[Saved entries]
....

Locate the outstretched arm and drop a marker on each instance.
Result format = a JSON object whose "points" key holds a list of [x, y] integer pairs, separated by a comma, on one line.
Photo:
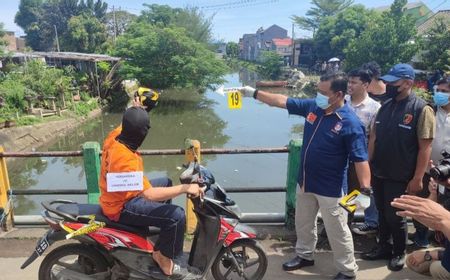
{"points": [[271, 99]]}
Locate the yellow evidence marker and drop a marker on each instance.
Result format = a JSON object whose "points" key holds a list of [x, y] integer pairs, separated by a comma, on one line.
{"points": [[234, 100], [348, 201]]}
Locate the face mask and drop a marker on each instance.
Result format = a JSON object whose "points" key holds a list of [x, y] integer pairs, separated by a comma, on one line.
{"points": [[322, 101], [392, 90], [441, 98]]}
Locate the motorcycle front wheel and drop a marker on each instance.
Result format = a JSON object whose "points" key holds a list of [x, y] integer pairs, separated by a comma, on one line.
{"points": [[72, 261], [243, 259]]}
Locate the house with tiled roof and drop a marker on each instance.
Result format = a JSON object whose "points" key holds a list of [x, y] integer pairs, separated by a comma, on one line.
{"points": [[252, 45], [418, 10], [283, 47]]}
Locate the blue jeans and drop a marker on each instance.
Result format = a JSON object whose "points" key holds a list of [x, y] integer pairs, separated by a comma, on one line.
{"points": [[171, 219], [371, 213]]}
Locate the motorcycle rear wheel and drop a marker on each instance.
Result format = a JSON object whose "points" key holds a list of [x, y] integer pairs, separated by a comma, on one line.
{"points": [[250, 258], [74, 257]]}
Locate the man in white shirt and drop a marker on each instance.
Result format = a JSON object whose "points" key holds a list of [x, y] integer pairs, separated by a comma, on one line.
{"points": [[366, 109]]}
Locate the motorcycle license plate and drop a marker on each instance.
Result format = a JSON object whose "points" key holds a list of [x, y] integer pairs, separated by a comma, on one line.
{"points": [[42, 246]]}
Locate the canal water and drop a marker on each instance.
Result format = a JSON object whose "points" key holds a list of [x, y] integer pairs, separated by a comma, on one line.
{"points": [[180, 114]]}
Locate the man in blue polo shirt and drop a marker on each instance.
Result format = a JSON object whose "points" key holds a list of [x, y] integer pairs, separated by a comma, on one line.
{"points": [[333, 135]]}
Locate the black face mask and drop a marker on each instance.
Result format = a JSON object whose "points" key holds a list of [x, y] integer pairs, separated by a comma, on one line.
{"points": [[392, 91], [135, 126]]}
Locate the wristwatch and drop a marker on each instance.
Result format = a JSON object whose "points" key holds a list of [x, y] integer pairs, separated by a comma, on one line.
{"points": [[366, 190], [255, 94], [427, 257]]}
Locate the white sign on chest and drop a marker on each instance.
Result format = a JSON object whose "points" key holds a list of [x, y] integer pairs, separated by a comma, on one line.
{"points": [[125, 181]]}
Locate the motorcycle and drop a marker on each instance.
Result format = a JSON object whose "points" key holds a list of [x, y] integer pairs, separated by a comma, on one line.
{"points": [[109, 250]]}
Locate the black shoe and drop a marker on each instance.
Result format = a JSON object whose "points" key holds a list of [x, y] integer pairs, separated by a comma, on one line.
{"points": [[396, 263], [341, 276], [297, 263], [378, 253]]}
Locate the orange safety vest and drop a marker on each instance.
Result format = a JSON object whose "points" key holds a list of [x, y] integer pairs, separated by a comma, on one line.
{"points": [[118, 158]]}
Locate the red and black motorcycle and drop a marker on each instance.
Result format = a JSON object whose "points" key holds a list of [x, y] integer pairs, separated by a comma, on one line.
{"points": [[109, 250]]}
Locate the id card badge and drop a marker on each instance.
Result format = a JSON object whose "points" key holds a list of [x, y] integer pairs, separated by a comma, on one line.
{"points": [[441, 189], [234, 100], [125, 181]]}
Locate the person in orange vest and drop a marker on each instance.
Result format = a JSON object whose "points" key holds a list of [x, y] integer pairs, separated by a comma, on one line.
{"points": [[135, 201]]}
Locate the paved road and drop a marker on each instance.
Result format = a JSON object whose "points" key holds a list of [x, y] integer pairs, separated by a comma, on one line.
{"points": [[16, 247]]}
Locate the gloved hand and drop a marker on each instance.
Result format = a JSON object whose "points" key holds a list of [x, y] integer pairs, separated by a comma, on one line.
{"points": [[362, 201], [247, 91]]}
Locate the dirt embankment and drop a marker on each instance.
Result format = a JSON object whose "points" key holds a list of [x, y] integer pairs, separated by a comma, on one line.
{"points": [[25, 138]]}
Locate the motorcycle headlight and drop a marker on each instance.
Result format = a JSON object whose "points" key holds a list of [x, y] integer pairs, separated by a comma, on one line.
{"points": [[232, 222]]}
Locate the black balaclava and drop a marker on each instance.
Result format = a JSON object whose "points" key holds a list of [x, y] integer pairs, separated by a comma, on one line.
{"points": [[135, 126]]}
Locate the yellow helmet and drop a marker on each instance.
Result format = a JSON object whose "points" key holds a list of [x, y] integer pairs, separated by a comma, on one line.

....

* [PROBLEM TO WORK ON]:
The records above must be output exactly, except for their pictures.

* [TASK RESULT]:
Locate the outstretched arm and drop a marker on each instance.
Result format = a JSON object whose "points" key holds a list of [x, y] integer pairs, separated by a comma, on one line.
Photo:
{"points": [[271, 99]]}
Locate the yellow evidence marker and drop a marker on each instance.
Result format = a JSON object whose "points" key holds a list of [x, y] integer pairs, separated by a comma, on one line.
{"points": [[234, 100], [348, 201]]}
Locate the face mask and drop a marker on each instance.
Result format = a JSON object whose "points" key holds a list of [x, y] integer pairs, separated by a comma, on one line.
{"points": [[322, 101], [392, 90], [441, 98]]}
Locate the motorcycle front wheel and drop a marker on each instance.
Result format = a JSON object whose "points" key holds a list of [x, y] integer pairs, separated by a comma, on one line.
{"points": [[72, 261], [243, 259]]}
Locate the house with tiled roof and drop a marker on each instance.
Result format = a JSON object whose "points" key holds a list of [x, y] integer pairs, separated by a comma, on one line.
{"points": [[252, 45], [418, 10], [283, 47]]}
Locate the blue jeans and drop a marker on each instance.
Result format = a JSON object whose "points" key holds a list of [x, y] integer pairs, separated by a comma, on one line.
{"points": [[171, 219], [371, 213]]}
Locate the motorcycle rear wheel and drop a marker on each instance.
Result format = a JSON object whose "points" key holds a list of [x, y] integer pairs, separated by a comma, on one line.
{"points": [[250, 258], [74, 257]]}
Locate the man in white shirt and drop a marker on each instance.
Result format = a JSON object whose "points" key holds a list of [x, y] integer pairs, separated by a comma, on one line.
{"points": [[366, 109]]}
Locate the motorcycle license plate and drop a marker on each instance.
Result format = a JSON object whose "points" key holds a list of [x, y] integer pairs, separated by a comma, on one line.
{"points": [[42, 246]]}
Locate the canal water and drop a marker on each instance.
Result format = a JSON object whose "points" key holds a list of [x, y] integer pairs, separated by a comma, on one line.
{"points": [[180, 114]]}
Locate the man in blue polo shirt and drop a marker on each instance.
Result format = a JSON object whose "points" key holds a list of [x, y] integer pairs, separated by a comma, on one line.
{"points": [[333, 135]]}
Locate the black face mask and drop a marker on each instance.
Result format = a JSON object whose "points" key holds a list of [x, y] integer pairs, separated by a comma, on one line.
{"points": [[392, 91], [135, 126]]}
Locate the wristwatch and drop a marker on each instance.
Result format = a JSON object whose "points" key holds a list of [x, y] integer pairs, separated by a comma, on one line.
{"points": [[366, 190], [255, 94], [427, 257]]}
Locate the white sign on chest and drop a marker on each instance.
Result format = a JSON object whose "points" key holds a list of [x, y] integer pairs, separated by a comma, on one line.
{"points": [[125, 181]]}
Locate the motorcycle and drop a marker on each instance.
Result format = a JSON object whose "points" key holds a list of [x, y] integer pairs, separated by a comma, on one line.
{"points": [[109, 250]]}
Locate the black shoe and drop a marker on each instance.
Result format = a JSON object whose "points" key holds a list of [x, y] integer pairs, separated by a comma, on one line.
{"points": [[396, 263], [341, 276], [297, 263], [378, 253]]}
Locate the orange safety vest and drop a marker on each instance.
Result format = a JSON object whose "points" key holds a list of [x, y] integer pairs, separated by a comma, on one line.
{"points": [[118, 158]]}
Locate the red and black motorcycle and drop a marker on each instance.
Result format = a JSON object whose "points" key holds a list of [x, y] integer pairs, separated by a comma, on one line.
{"points": [[109, 250]]}
Locate the id card badge and drop a marker on each instance.
Result format = a JSON object whose "points" key holds a list of [x, y] integer pairs, separated by a comma, on one line.
{"points": [[441, 189], [234, 100], [125, 181]]}
Locate the person in orange vest and drop a marker on each instance.
Result format = a JSON object whose "points" key holds a list of [x, y] integer pairs, separated by a comma, on one line.
{"points": [[135, 201]]}
Locate the paved road and drop a marker on each instance.
Result format = a JSON object whose "points" key holds a list of [x, y] integer pairs, separated by a comma, on one line.
{"points": [[16, 247]]}
Locate the gloved hand and drop a marker on each instance.
Result format = a JSON object whose "points" key holds a list of [x, y] integer pairs, separated by a comma, on one line.
{"points": [[362, 201], [247, 91]]}
Locate the dirt embankment and drop a marker on each instance.
Result format = a JSON object whose "points" key holds a list of [x, y] integer pairs, separated by a comma, on one line.
{"points": [[25, 138]]}
Locate the motorcycle headlight and drop a marker on each instance.
Result format = a JSON object whose "points" key holds a list of [x, y] integer pairs, separated by a comma, on one line.
{"points": [[232, 222]]}
Locate the black balaclava and drop a marker on each instance.
Result format = a JSON object whose "points" key holds a list of [x, y] integer pairs, separated by a comma, on one line.
{"points": [[135, 126]]}
Locate the yellow helmet and drop a marker on each instance.
Result format = a JSON object whose "points" key holds a list of [x, y] integer pairs, separated by a comma, on one line.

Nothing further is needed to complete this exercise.